>> Start RECORDS PROVIDED

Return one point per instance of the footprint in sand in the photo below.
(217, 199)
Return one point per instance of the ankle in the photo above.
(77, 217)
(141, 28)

>> End RECORDS PROVIDED

## REQUIREMENTS
Rewrite the items above, replacing "instance" with "occurrence" and leaving everything else unchanged.

## THE RESPONSE
Return one point per occurrence of the footprint in sand in the photo below.
(217, 199)
Return one point per occurrence of the ankle in the photo above.
(77, 217)
(141, 28)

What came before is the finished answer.